In that sense, this is the most practical you can get. Everything you learn in this course is being directly applied to real-world data in a specific field (finance).
You can grab one of the algorithms taught in the course and start using it today on your own investing account. There’s a lecture about that in the Summary section called “Applying This Course” for those who need extra help.
Importantly, do keep in mind that while I can teach you what to do, I can’t actually make you do it.
In A/B Testing, I can show you the code, but the rest is up to the student to make it practical, by actually getting a job where they get to do that in a production system, or by inserting the code into their own production website so they can feed it to live users.
Funny enough, A/B Testing isn’t even about finance nor money. But will you make money with those techniques? YES. Amazon, Facebook, Netflix, etc. are already using the same techniques with great success.
The only reason some students might say it’s not practical is because they are too lazy/incompetent to get off their butts and actually do it!
Same here. I can teach the algorithms, but I can’t go into your brokerage account and run them for you.
Now let’s consider the definition of “practical” in the sense of being guaranteed to “make money”.
This is a common concern among students who are new to finance and don’t really know yet what to expect.
Let’s suppose I could guarantee that by taking this course, you could make money.
Consider some obvious questions:
If this were true, anyone (including myself) would just scale it up and become extremely wealthy without doing any work. Clearly, no such thing exists (that is public and that we know of).
If this were true, why would anyone work? Financial engineering graduates wouldn’t bother to apply for jobs, they would just run algorithms all day. They would teach their friends / family to do the same. No one would ever bother to get a job.
If this were true, why would hedge funds bother to hire employees? After inventing an algorithm, they could just run it forever. What’s the point of wasting money to hire humans? What would they even do?
If this were true, why would hedge funds bother to hire PhDs and why would people bother to get PhDs? Imagine you could increase your investments infinitely from a 20 hour online course. What kind of insane person would work for 4-7 years just to get a pittance and a paper that says “PhD”?
On the contrary, the reality is this.
The financial sector does hire very smart people and it is well-known that they have poor work-life balance.
They must be working hard. What are they doing?
Why can’t they just learn an algorithm and sit back and relax?
Instead, let’s expand the definition of “practical”.
Originally, this question was asked in a comment on a video I made about predicting stock prices with LSTMs. Is this video practical? YES. If you didn’t know this, you could have spent weeks / months / maybe even your whole life trying to “predict stock prices with LSTMs”, with zero clue that it didn’t actually work. That would be sad.
Spending weeks or months doing something that doesn’t even make sense is what I would consider to be very impractical. And hence, learning how to avoid it would be very practical.
A lot of the course is about how to properly model and analyze. How to stay away from stupidity.
One of the major themes of the course is that “Santa Claus doesn’t exist”.
A naive person might think “there must be some way to predict the stock price, you are just not telling me about the most advanced algos!”
But the “Santa Claus doesn’t exist” moment is when we prove mathematically why certain predictions are impossible.
This is practical because it saves you from attempting something which doesn’t make any logical sense.

* [Information supplied]:
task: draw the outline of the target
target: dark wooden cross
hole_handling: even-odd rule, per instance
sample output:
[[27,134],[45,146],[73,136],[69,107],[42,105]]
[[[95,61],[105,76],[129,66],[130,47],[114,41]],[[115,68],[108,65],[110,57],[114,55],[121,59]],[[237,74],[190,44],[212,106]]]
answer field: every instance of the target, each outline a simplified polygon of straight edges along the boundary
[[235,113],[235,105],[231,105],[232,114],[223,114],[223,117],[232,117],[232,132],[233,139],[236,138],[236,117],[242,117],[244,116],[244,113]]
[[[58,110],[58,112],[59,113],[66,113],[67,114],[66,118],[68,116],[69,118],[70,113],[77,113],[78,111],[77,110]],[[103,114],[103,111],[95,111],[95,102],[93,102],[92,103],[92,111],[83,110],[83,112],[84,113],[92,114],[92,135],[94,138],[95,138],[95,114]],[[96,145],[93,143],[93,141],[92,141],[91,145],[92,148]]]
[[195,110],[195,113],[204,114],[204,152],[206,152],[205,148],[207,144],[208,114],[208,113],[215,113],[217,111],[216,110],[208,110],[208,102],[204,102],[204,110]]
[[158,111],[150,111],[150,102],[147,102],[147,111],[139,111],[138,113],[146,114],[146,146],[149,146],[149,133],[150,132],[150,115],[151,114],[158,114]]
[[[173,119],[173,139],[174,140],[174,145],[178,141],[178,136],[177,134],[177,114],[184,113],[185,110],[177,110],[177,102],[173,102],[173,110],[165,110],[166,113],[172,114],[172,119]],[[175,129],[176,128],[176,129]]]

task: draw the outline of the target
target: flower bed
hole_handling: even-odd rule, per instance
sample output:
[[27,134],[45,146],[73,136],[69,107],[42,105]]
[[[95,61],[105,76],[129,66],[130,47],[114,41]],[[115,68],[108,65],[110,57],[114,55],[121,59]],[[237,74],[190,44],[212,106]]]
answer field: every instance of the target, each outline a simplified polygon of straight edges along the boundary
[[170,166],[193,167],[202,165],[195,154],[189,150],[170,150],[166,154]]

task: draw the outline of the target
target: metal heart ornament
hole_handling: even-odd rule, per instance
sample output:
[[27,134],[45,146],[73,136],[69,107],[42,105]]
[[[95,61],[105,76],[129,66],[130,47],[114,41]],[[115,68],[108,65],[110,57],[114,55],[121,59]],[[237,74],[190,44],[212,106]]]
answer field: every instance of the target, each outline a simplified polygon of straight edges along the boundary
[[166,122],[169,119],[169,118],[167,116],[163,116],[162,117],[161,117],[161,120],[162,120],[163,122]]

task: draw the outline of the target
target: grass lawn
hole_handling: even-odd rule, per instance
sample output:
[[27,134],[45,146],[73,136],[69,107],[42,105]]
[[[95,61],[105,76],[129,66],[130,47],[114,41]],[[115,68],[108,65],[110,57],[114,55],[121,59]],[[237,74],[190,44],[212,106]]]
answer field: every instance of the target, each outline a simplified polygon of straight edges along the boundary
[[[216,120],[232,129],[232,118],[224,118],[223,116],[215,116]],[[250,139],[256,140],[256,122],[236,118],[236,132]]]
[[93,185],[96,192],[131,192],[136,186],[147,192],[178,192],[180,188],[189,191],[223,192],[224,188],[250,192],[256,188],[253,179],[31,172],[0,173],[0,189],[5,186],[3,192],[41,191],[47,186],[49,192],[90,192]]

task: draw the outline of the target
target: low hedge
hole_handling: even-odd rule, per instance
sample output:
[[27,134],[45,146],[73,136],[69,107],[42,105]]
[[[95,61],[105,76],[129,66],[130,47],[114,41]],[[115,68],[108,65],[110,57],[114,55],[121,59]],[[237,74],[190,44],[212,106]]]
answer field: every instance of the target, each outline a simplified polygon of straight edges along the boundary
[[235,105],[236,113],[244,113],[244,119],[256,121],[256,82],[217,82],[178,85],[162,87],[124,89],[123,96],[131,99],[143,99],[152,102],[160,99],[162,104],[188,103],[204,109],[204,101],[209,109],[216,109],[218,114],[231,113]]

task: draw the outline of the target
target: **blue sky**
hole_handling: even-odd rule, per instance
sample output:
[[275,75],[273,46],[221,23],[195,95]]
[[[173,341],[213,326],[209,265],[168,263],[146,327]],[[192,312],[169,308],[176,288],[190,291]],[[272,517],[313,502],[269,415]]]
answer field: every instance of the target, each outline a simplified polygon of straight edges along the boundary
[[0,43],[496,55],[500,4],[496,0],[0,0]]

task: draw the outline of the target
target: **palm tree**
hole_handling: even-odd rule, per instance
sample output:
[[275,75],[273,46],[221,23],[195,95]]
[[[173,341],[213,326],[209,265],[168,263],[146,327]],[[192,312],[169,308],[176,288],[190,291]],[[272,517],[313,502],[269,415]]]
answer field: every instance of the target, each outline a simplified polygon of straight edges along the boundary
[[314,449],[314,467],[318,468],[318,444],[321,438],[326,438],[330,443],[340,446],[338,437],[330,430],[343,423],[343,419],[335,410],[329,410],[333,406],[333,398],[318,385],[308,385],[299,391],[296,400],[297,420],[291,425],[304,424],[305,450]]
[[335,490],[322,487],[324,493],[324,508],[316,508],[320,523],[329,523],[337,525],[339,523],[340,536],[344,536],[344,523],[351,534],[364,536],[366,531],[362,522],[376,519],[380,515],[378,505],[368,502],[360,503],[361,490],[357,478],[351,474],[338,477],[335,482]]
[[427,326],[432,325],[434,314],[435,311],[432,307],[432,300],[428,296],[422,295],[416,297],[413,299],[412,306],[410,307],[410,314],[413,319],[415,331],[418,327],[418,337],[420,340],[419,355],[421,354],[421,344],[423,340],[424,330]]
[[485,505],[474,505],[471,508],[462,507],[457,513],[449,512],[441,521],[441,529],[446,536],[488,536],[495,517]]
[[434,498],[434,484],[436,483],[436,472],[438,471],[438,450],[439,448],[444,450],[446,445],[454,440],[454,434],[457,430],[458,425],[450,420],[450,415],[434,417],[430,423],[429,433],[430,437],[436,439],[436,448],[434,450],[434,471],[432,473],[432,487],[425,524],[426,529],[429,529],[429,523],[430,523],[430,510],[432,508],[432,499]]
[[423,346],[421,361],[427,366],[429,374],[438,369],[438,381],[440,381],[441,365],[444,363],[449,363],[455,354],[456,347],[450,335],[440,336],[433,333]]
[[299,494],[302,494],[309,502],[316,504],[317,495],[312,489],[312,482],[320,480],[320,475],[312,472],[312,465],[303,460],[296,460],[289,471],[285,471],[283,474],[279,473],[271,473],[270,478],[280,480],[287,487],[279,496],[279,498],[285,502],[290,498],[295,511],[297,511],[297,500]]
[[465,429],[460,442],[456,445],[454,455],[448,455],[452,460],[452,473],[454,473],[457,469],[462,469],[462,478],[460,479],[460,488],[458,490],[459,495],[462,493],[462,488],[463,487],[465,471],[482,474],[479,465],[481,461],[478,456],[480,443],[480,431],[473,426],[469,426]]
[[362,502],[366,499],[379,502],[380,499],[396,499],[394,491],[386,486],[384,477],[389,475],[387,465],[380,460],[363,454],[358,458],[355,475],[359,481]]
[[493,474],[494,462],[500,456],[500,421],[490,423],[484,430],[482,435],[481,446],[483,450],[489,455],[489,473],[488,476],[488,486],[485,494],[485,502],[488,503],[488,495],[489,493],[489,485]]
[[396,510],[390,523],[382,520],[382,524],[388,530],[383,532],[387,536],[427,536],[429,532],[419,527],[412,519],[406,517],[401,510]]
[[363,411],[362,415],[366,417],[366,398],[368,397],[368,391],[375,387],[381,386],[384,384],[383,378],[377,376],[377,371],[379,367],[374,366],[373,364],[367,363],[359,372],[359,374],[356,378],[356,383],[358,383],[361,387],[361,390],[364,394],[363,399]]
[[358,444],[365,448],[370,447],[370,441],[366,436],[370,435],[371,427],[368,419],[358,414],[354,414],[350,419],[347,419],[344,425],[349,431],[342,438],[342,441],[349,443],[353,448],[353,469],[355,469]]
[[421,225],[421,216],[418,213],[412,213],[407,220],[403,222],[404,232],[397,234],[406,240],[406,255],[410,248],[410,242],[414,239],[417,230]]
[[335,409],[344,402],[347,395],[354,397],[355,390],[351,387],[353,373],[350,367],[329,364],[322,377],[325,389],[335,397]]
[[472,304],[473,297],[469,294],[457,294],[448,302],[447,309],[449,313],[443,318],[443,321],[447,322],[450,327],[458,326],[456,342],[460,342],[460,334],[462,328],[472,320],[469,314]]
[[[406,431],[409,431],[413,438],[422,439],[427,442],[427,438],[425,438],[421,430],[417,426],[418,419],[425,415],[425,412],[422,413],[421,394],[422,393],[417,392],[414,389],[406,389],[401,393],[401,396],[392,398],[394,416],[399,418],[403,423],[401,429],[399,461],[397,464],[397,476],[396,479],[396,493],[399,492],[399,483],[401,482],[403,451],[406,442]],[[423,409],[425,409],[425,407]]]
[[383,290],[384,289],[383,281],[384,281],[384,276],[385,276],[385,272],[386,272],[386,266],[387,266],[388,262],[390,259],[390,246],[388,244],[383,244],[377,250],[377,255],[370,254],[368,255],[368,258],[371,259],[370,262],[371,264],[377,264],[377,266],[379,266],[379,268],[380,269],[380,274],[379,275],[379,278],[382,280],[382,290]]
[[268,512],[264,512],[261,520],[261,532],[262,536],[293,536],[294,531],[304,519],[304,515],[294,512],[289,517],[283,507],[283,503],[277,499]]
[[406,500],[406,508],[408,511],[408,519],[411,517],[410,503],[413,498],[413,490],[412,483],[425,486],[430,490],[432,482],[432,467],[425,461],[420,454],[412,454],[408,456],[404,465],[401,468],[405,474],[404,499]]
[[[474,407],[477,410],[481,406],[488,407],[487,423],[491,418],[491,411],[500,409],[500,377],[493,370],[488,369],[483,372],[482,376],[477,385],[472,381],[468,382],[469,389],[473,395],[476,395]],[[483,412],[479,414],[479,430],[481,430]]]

* [Problems to work on]:
a – Answer these questions from the post about whether the course is practical:
(i) What is the lecture in the Summary section called?
(ii) Which companies are named as already using the same A/B Testing techniques?
(iii) What was the video about where this question was first asked in a comment?
b – Write out the part of the post about whether the course is practical that opens with the words "In that sense, this" and closes with "make you do it.".
c – Extend the post about whether the course is practical, starting after its last sentence.

* [Set of answers]:
a –
(i) "Applying This Course"
(ii) Amazon, Facebook and Netflix
(iii) Predicting stock prices with LSTMs

b –
In that sense, this is the most practical you can get. Everything you learn in this course is being directly applied to real-world data in a specific field (finance).
You can grab one of the algorithms taught in the course and start using it today on your own investing account. There’s a lecture about that in the Summary section called “Applying This Course” for those who need extra help.
Importantly, do keep in mind that while I can teach you what to do, I can’t actually make you do it.

c –
Obviously, it doesn’t fulfill the childhood dream of meeting Santa (predicting an unpredictable time series), but I would posit that trying to meet Santa is what is really impractical.
What is actually practical is learning how to determine whether you can or cannot predict a time series (at which point, you can then make your predictions as normal).
I’ll give you another example lesson.
If you used the simplest trading strategy from this course, you could have beat the market from 2000 – 2018.
Using the same algorithm, you would have underperformed the market from 2018 to now.
The practical lesson there is that “past performance doesn’t indicate future performance”.
This is how you can have a “practical” lesson, which doesn’t automatically imply “guaranteed rate of return” (which is impossible).
Addendum: actually, it is possible to guarantee a rate of return. Just purchase a fixed-income security like a CD (certificate of deposit) at your bank. The downside is that the rate of return is very low. This is yet another practical lesson from the course – the tradeoff between risk and reward and how real-world entities automatically adjusts themselves to match present conditions. In other words, you’ll never find a zero-risk asset that guarantees 1000x returns. Why is this practical? Again, you want to avoid wasting time searching for that which does not exist.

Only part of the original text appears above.